Stated problem: Gather every line of the rows below that contains the string "metal", treating uppercase and lowercase as different.

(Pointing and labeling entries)
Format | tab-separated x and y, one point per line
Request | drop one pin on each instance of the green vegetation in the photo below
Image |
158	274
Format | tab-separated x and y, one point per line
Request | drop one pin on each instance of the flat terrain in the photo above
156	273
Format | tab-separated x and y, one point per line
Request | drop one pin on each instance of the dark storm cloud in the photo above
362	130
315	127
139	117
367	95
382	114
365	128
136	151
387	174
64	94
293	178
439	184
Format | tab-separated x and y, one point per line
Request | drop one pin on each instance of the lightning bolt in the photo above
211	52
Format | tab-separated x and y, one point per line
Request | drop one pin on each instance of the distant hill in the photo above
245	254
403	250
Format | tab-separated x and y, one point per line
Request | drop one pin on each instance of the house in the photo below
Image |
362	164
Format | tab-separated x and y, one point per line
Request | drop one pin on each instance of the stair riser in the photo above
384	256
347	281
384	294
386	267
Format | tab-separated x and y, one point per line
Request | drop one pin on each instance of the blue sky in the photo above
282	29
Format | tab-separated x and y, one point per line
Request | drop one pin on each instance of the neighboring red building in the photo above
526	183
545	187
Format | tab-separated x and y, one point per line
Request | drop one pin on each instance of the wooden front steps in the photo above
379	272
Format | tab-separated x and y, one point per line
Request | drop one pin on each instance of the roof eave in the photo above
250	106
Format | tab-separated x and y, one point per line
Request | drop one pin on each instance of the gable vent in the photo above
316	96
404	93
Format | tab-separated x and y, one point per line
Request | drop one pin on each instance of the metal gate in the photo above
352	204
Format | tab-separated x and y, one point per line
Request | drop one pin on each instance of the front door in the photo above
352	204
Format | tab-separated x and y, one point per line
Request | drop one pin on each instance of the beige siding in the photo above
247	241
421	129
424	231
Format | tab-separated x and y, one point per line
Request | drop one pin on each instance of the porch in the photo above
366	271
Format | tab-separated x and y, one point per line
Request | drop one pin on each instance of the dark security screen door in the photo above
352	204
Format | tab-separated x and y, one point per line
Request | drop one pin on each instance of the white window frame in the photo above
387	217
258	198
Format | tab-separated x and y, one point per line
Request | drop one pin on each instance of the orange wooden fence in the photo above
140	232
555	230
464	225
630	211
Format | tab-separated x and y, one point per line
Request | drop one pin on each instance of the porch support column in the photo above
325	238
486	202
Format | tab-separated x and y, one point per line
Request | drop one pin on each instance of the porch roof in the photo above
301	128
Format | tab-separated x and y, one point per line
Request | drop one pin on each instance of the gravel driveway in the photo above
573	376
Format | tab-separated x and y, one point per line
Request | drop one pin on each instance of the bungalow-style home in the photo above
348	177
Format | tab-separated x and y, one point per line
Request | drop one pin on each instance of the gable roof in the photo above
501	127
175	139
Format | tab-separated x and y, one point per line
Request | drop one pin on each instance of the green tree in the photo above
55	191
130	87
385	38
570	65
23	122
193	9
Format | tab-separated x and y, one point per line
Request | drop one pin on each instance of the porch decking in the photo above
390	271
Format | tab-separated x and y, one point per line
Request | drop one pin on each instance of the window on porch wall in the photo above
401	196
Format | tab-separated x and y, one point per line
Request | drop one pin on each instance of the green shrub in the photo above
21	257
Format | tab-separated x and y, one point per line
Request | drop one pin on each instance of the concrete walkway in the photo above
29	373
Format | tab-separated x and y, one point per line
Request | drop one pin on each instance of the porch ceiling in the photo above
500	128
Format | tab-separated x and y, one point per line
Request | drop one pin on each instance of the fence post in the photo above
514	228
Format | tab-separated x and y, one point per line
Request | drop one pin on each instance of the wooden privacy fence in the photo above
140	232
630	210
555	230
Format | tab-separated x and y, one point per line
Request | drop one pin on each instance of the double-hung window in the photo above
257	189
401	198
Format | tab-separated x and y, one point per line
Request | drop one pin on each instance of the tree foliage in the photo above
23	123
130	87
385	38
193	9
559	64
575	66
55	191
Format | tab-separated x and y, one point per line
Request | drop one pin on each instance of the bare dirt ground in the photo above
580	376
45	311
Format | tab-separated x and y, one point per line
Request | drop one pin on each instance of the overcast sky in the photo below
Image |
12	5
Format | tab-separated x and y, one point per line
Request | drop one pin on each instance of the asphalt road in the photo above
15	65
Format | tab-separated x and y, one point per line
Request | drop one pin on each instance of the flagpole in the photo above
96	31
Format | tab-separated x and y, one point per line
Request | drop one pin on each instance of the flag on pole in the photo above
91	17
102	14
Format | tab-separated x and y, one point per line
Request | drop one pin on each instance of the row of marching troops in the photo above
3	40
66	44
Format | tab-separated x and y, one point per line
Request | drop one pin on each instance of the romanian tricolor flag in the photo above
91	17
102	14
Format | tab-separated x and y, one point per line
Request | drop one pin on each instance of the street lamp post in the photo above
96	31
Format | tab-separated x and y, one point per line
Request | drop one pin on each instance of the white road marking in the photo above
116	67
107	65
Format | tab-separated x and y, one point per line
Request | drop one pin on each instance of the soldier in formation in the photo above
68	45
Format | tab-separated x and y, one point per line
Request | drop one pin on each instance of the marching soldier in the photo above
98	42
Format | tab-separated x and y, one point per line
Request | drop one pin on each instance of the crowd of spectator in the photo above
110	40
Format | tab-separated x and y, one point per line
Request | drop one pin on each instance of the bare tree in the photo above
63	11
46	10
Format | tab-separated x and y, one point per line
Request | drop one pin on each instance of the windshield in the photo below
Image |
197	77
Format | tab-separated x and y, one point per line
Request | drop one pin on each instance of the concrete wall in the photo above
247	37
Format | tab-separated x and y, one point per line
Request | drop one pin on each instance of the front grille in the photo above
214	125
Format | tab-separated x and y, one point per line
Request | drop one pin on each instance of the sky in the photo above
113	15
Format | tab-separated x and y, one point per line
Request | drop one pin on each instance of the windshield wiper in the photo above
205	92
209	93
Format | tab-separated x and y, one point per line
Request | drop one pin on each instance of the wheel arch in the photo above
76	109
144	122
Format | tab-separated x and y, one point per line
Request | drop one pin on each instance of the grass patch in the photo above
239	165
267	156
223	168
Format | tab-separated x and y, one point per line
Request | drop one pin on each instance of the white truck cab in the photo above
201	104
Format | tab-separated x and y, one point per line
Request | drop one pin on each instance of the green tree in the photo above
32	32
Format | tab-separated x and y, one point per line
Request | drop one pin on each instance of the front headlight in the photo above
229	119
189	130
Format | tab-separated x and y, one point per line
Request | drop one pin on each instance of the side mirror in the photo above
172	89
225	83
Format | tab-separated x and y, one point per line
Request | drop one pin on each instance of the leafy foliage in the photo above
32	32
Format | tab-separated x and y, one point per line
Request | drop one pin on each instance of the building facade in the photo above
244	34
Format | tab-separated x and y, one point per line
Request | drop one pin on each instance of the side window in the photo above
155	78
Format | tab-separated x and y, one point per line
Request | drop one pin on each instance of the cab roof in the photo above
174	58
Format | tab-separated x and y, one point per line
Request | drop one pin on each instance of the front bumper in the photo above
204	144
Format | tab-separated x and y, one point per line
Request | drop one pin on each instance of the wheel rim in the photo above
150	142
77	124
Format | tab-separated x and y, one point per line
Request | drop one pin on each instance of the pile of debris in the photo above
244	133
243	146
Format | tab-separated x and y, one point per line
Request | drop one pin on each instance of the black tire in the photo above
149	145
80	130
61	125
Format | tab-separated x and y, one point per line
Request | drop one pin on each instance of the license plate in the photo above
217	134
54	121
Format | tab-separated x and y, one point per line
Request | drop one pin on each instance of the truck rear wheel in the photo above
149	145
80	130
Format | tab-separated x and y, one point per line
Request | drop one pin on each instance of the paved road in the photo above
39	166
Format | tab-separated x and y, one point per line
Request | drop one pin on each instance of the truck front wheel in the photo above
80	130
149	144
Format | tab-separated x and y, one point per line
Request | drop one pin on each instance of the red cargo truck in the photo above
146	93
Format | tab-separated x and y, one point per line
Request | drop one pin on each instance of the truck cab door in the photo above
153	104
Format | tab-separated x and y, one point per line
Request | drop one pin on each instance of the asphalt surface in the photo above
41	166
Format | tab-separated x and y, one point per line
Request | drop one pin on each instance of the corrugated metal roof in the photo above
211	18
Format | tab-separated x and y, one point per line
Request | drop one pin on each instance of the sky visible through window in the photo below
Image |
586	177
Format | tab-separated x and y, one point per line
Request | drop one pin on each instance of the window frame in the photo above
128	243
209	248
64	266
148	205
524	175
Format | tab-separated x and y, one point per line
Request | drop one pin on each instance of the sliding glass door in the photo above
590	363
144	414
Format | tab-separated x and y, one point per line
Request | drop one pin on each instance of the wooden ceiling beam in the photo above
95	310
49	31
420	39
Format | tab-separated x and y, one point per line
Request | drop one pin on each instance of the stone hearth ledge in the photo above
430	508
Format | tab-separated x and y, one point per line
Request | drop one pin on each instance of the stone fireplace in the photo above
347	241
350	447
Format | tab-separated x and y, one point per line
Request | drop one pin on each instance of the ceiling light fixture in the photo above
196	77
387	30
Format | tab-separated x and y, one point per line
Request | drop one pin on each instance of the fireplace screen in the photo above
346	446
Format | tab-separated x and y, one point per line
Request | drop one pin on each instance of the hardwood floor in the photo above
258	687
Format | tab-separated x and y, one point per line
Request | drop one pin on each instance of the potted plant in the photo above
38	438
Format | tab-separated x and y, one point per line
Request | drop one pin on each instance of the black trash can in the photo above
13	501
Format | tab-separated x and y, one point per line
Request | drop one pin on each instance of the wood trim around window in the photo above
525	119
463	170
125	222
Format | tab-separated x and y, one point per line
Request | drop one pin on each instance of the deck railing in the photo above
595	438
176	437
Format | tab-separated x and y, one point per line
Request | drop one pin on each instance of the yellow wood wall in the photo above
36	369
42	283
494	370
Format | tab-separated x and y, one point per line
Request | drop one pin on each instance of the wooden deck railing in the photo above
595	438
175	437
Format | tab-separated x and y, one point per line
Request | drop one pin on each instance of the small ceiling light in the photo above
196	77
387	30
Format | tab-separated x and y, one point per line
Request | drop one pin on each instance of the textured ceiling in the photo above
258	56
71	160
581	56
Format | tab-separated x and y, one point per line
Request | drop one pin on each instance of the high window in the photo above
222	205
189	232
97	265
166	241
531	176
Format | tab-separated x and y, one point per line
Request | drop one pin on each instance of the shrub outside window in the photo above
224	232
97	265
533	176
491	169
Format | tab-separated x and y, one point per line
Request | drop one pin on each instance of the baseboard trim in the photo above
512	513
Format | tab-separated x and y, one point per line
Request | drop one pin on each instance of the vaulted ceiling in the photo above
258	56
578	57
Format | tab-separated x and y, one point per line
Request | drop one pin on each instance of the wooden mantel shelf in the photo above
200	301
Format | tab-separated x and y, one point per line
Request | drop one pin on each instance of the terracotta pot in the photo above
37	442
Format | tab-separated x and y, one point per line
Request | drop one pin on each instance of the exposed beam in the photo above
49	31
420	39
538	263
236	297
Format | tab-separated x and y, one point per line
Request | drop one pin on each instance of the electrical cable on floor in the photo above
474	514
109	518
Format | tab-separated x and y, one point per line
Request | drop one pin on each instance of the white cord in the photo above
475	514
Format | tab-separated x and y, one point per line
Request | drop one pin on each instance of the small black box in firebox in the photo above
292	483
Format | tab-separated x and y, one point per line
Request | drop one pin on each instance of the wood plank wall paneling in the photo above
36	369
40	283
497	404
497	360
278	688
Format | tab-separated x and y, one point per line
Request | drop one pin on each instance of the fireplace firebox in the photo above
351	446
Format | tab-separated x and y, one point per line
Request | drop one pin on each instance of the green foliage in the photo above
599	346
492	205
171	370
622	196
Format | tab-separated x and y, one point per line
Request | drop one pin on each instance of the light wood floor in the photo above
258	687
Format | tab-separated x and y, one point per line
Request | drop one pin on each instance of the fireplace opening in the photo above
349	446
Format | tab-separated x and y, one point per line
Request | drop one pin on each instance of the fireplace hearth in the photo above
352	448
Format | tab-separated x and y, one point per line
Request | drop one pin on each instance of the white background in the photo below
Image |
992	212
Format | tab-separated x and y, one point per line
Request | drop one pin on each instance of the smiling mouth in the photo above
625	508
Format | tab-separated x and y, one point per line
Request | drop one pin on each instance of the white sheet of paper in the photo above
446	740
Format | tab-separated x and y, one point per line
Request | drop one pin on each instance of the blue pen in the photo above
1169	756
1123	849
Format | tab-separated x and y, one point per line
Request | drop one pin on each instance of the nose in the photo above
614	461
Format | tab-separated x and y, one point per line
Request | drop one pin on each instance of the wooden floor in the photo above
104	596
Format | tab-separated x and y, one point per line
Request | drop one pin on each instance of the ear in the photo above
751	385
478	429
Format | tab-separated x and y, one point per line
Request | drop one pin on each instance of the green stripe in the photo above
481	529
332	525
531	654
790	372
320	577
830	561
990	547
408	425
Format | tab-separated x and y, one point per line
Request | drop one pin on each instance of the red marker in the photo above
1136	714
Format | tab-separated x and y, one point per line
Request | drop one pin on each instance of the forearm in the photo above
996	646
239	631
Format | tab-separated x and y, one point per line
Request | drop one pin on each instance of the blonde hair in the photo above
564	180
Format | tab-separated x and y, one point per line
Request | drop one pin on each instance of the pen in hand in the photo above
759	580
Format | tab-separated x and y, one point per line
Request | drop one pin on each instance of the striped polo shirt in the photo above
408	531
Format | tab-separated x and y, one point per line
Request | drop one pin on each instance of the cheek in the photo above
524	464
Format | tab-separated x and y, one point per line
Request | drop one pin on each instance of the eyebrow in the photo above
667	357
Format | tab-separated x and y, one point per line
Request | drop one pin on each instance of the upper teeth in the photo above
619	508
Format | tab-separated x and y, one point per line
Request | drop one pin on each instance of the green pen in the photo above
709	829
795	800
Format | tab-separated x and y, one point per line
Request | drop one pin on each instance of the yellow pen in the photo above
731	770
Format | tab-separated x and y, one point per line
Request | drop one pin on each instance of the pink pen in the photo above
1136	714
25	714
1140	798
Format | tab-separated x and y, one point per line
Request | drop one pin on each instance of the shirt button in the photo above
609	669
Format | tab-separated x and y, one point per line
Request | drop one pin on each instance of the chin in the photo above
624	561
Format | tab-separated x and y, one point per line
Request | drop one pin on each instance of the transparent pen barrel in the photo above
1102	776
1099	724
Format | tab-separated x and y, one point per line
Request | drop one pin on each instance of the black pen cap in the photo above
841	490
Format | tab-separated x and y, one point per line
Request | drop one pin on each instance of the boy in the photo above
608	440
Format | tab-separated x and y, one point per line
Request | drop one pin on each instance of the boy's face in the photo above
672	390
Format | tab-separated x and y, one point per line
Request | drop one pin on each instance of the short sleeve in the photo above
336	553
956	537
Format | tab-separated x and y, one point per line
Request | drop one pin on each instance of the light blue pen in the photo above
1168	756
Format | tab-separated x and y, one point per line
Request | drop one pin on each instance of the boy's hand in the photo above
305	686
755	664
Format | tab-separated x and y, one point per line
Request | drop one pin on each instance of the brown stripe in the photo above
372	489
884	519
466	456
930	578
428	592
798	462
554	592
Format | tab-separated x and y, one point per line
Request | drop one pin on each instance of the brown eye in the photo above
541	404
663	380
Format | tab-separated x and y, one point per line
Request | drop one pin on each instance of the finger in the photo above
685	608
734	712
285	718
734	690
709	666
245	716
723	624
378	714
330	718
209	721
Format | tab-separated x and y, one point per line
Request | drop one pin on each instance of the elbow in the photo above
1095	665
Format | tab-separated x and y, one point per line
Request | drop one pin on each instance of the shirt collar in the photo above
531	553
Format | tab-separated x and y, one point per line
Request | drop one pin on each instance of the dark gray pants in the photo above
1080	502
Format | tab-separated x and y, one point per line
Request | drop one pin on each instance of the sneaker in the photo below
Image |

Solved problem:
Request | drop one pin on each instance of the metal gate in the photo above
Request | drop one pin on each instance of the corrugated metal roof in the photo above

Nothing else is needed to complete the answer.